Given information: Begin

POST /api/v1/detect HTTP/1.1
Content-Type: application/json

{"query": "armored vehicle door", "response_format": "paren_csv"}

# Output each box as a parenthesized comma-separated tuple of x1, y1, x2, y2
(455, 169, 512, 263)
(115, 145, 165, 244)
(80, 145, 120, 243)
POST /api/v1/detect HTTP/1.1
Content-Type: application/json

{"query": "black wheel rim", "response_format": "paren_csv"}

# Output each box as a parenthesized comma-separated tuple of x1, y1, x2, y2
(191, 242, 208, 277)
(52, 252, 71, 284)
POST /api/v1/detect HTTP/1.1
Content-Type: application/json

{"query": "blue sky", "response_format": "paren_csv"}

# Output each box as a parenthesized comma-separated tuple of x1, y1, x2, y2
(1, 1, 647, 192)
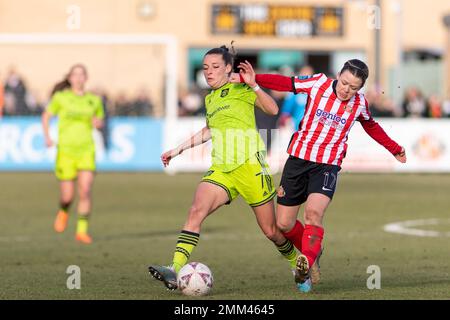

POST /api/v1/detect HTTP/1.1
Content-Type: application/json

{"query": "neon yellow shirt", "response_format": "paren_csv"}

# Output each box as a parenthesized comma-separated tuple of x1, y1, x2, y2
(205, 82, 266, 172)
(47, 89, 104, 154)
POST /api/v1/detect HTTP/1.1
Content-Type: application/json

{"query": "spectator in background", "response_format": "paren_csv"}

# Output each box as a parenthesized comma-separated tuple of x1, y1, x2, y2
(402, 87, 426, 117)
(425, 94, 442, 118)
(132, 88, 154, 116)
(114, 92, 132, 116)
(278, 65, 314, 131)
(178, 85, 204, 116)
(366, 88, 395, 117)
(4, 67, 29, 115)
(25, 90, 44, 115)
(0, 76, 4, 118)
(443, 93, 450, 118)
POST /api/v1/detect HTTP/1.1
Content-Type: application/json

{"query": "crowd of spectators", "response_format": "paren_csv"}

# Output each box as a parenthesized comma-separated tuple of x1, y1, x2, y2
(177, 68, 450, 120)
(2, 67, 450, 121)
(0, 68, 155, 118)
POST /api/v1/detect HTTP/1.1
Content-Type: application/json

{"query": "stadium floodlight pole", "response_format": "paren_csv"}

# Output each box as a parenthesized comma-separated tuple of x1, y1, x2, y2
(374, 0, 381, 93)
(443, 15, 450, 101)
(0, 33, 178, 121)
(391, 0, 403, 108)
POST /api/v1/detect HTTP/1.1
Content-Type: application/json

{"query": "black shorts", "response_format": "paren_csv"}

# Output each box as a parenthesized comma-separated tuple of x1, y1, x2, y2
(277, 156, 341, 207)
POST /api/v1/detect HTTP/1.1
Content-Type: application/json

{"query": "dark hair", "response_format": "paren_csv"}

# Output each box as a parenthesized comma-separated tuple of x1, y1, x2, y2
(51, 64, 88, 95)
(204, 42, 236, 69)
(340, 59, 369, 88)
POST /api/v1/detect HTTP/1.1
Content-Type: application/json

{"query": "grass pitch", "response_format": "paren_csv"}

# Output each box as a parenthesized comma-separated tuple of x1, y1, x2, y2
(0, 172, 449, 300)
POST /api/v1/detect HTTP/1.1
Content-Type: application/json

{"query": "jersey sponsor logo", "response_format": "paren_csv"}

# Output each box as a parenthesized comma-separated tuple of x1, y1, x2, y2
(206, 105, 230, 119)
(316, 109, 347, 125)
(220, 88, 229, 97)
(316, 108, 347, 130)
(299, 75, 313, 80)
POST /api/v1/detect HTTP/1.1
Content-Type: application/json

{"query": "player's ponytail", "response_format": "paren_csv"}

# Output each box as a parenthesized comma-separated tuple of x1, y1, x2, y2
(205, 41, 237, 72)
(340, 59, 369, 88)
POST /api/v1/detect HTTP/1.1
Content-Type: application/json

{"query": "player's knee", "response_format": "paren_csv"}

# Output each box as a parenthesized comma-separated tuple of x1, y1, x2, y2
(187, 205, 207, 223)
(78, 188, 91, 201)
(262, 225, 279, 242)
(276, 219, 295, 233)
(60, 199, 72, 210)
(304, 208, 323, 225)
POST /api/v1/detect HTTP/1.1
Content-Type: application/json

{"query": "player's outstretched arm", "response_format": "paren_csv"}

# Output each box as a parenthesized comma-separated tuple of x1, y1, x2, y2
(238, 61, 278, 115)
(360, 118, 407, 163)
(161, 126, 211, 167)
(232, 62, 294, 93)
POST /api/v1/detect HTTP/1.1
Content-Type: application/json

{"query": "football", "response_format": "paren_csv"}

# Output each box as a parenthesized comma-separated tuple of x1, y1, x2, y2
(177, 262, 213, 296)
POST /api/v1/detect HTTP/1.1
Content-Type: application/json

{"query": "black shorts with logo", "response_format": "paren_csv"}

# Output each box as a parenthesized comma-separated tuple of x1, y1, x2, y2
(277, 156, 341, 206)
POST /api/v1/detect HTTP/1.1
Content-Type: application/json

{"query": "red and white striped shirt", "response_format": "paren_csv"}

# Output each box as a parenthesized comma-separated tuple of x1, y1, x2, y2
(255, 73, 402, 166)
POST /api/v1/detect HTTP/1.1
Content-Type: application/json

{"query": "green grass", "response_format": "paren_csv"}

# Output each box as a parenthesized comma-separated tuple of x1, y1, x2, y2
(0, 173, 449, 300)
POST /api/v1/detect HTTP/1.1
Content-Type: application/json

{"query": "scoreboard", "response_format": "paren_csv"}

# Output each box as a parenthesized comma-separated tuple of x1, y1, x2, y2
(211, 4, 344, 37)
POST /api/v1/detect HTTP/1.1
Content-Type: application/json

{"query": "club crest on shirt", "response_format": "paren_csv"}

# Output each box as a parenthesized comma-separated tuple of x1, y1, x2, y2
(277, 186, 286, 198)
(220, 88, 229, 97)
(344, 105, 353, 113)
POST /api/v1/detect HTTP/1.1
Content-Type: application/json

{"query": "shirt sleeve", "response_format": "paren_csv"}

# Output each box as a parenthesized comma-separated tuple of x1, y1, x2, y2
(358, 96, 402, 155)
(357, 95, 372, 121)
(47, 92, 61, 115)
(292, 73, 324, 95)
(95, 96, 105, 119)
(241, 84, 257, 105)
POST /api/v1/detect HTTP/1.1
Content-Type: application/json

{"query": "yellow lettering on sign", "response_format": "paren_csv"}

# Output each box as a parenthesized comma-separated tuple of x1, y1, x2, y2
(244, 22, 274, 35)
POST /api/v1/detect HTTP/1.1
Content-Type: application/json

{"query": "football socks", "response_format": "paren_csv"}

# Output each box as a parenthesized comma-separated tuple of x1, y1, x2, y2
(76, 214, 90, 234)
(282, 220, 305, 252)
(172, 230, 200, 273)
(276, 239, 299, 269)
(302, 225, 324, 267)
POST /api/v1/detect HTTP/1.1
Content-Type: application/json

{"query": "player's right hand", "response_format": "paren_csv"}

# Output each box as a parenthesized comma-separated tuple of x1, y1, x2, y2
(161, 148, 181, 167)
(45, 136, 54, 147)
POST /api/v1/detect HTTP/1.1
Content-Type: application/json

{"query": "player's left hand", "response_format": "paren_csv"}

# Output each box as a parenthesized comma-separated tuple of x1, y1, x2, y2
(395, 147, 407, 163)
(238, 61, 257, 88)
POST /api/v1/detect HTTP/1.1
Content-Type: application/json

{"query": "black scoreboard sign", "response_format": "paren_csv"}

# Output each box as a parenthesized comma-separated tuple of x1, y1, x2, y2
(212, 4, 344, 37)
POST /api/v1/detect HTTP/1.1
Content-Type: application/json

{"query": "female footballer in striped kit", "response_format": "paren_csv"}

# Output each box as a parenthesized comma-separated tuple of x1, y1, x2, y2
(235, 59, 407, 292)
(149, 45, 304, 291)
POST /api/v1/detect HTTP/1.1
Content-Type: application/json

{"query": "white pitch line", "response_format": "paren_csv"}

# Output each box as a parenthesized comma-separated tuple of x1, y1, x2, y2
(383, 218, 450, 237)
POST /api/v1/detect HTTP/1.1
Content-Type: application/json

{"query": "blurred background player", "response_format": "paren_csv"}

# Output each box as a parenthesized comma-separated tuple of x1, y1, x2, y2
(234, 59, 407, 292)
(278, 65, 314, 131)
(148, 45, 301, 290)
(42, 64, 104, 244)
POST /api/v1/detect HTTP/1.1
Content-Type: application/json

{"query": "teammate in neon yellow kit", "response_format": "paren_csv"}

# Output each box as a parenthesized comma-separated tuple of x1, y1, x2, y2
(42, 64, 104, 244)
(149, 45, 302, 290)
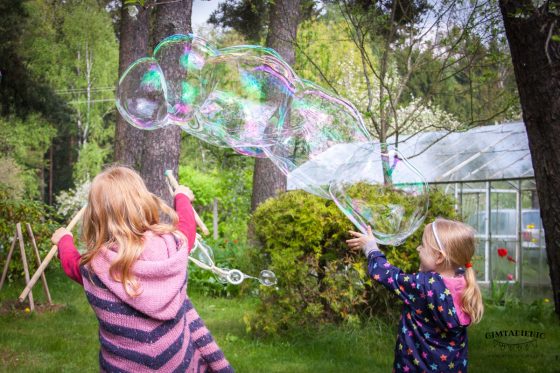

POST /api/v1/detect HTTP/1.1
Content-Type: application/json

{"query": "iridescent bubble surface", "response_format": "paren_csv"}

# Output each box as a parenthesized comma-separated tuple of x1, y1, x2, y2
(116, 58, 169, 130)
(265, 79, 372, 198)
(197, 46, 297, 154)
(117, 35, 429, 250)
(153, 34, 218, 124)
(329, 144, 429, 245)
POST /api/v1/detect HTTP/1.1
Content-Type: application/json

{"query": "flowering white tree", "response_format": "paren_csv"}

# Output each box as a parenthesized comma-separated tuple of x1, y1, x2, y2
(296, 20, 461, 145)
(335, 53, 461, 139)
(295, 1, 516, 153)
(55, 179, 91, 219)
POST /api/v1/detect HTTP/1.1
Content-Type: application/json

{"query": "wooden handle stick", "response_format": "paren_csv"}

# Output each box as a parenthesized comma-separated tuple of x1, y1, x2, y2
(18, 205, 86, 302)
(164, 170, 210, 236)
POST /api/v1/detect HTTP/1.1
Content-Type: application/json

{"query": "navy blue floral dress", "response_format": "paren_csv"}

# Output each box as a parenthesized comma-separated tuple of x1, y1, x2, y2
(367, 251, 470, 372)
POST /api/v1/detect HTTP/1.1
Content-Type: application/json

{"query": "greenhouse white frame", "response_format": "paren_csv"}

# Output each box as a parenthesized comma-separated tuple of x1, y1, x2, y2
(288, 121, 551, 299)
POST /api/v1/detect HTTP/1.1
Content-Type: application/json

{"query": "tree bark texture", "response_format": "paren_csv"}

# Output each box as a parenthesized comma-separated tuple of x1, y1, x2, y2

Given information: End

_Problem to solve_: Please report all lines in the entries where "pitch" appears.

_Your solution_:
{"query": "grass pitch", "response_format": "paren_csv"}
{"query": "white pitch line", "response_format": "paren_csv"}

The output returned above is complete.